GIVEN PASSAGE =
[START]
Run cli, we got this:

$ ~/dev/jf-tech/omniparser/cli.sh transform -i input.csv -s schema.json
[
	"01/31/2019 12:34:56-0800       10.5      30.2       N            33",
	"07/31/2020 01:23:45-0500         39        95      SE             8"
]

Wow, we're getting something! Although not exactly matching what we want in The Desired Output, it's a big step forward!

Seems like the ingestion and transform directly copy each line from the input.csv and output as a JSON text string in the final output JSON array.

To understand what's behind the scene and build the foundation of understanding the inner working of the parser, we need to deviate from the schema writing for a moment...

How Each Ingested Data Record Is Represented in Memory

Short answer: IDR.

IDR is an in-memory data representation format used by omniparser for the ingested data from all input formats. If you're interested in more technical details, check the IDR doc mentioned above.

CSV has a very simple IDR representation: each data line is mapped to an IDR tree, where each column is mapped to the tree's leaf nodes. So for our sample input csv here, the first data line would be represented by the following IDR:

|
+--"DATE"
|    +--"01/31/2019 12:34:56-0800"
|
+--"HIGH TEMP C"
|    +--"       10.5"
|
+--"LOW TEMP F"
|    +--"         39"
|
+--"WIND DIR"
|    +--"       N"
|
+--"WIND SPEED KMH"
     +--"            33"

You can imaginarily convert the IDR into XML which helps you understand the extensive use of XPath queries later in transformation:

<>
   <DATE>01/31/2019 12:34:56-0800</DATE>
   <HIGH TEMP C>       10.5</HIGH TEMP C>
   <LOW TEMP F>         39</LOW TEMP F>
   <WIND DIR>       N</WIND DIR>
   <WIND SPEED KMH>            33</WIND SPEED KMH>
</>

Note XML/XPath don't like element name containing spaces. While IDR doesn't care about names with spaces, XPath queries used in transforms do care and will break. So we'd like to assign some XPath friendly column names in our schema (replacing space with '_'):

Let's make small modifications to our schema:

{
    "parser_settings": {
        "version": "omni.2.1",
        "file_format_type": "csv2"
[END]
GIVEN DATA =
[START]
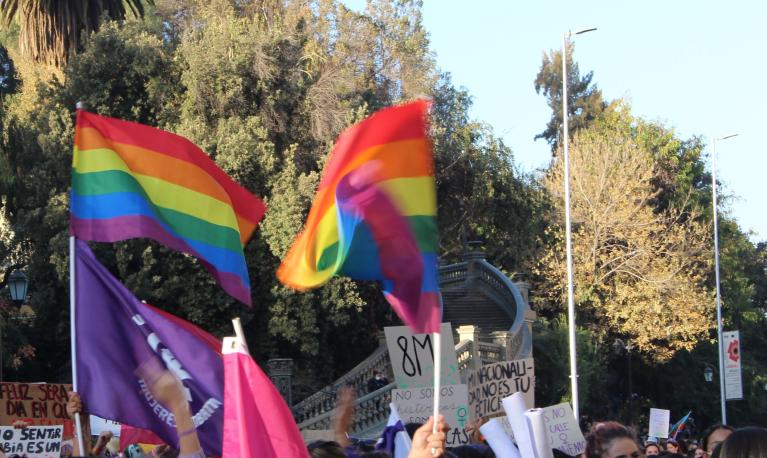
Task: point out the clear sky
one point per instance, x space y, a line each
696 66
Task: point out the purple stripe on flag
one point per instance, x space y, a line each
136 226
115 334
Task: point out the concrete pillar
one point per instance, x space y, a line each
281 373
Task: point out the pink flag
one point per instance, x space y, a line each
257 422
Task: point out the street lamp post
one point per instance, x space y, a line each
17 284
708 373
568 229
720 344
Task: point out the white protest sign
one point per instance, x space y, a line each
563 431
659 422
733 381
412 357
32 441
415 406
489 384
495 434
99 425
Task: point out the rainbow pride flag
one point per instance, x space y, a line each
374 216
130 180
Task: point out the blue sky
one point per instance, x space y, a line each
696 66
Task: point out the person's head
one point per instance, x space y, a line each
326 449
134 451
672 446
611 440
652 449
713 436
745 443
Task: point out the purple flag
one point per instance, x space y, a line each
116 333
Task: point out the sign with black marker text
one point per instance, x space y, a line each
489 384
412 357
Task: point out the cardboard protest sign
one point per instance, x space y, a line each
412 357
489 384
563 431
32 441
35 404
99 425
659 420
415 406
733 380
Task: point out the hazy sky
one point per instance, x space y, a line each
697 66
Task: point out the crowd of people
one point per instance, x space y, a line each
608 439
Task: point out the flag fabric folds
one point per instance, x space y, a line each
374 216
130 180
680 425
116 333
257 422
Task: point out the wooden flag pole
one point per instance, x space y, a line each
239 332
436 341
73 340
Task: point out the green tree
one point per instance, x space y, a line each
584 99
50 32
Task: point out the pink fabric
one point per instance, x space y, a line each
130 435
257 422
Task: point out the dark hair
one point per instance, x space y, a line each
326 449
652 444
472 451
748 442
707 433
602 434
[END]
[START]
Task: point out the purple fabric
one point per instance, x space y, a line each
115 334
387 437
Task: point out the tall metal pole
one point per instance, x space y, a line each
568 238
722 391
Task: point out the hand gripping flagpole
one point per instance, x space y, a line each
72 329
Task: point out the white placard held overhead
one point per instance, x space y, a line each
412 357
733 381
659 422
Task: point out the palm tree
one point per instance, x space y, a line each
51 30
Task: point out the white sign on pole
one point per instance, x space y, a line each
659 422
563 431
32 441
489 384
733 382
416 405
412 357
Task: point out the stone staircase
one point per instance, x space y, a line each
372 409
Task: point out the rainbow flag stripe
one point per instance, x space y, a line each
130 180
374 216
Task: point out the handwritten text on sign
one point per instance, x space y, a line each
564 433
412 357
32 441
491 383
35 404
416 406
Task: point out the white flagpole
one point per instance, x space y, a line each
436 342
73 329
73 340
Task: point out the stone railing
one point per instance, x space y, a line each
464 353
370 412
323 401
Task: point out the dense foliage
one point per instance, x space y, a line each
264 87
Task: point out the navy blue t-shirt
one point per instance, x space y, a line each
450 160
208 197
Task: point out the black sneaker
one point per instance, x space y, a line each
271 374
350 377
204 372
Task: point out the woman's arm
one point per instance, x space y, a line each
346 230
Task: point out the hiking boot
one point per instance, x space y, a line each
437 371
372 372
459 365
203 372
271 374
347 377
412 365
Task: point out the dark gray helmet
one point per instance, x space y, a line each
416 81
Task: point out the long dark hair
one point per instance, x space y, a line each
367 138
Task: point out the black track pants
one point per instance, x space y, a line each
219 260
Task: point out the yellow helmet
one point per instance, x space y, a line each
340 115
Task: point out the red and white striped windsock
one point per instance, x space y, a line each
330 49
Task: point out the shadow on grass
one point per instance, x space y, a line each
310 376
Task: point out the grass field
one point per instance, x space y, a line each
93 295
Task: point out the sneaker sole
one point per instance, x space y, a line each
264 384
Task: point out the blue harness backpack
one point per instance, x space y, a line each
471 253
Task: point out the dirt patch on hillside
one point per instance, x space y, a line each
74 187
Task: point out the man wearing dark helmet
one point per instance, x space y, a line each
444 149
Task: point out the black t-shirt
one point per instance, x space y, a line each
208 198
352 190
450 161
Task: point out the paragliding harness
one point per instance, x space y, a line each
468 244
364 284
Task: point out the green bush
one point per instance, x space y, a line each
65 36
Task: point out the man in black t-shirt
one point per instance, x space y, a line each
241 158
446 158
[END]
[START]
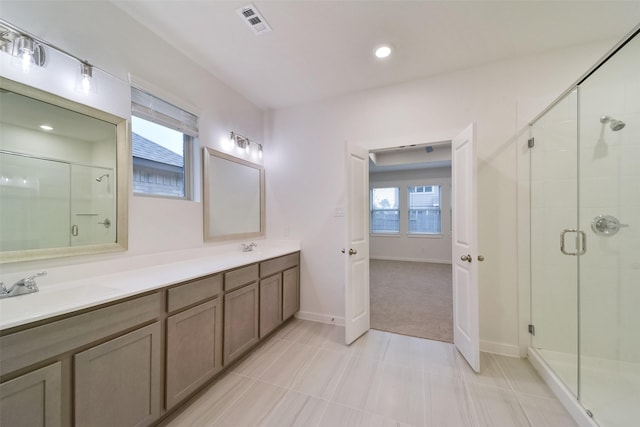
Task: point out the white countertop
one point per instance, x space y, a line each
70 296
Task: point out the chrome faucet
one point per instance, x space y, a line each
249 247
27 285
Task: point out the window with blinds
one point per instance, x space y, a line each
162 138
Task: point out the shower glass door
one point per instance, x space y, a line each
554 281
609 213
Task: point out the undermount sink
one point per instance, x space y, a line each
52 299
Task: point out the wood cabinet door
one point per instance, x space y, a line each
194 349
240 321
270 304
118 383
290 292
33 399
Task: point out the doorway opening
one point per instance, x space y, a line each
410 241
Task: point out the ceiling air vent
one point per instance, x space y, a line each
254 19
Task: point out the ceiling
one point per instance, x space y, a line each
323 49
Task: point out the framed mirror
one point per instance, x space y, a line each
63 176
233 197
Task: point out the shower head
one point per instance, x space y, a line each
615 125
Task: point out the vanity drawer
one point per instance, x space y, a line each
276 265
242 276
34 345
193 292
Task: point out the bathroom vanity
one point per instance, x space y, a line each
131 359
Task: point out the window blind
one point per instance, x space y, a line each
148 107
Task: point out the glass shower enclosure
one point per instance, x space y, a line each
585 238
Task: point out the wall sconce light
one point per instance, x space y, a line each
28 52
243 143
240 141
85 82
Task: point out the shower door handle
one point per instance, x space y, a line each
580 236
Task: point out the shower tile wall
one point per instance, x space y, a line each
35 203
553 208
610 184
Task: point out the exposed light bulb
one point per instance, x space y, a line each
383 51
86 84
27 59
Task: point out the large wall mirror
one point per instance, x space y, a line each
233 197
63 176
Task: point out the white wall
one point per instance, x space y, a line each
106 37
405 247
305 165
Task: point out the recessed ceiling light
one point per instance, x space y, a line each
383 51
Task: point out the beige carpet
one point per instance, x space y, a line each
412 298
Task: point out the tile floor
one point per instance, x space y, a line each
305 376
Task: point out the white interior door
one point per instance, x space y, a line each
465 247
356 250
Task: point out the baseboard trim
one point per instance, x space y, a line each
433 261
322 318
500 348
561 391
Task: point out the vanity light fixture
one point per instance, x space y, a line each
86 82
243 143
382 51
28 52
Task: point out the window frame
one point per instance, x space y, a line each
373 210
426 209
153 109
[END]
SHORT EXERCISE = In the omniparser passage, which character replaces the spaces when the schema assigns XPath-friendly column names?

FINAL RESULT = An underscore ('_').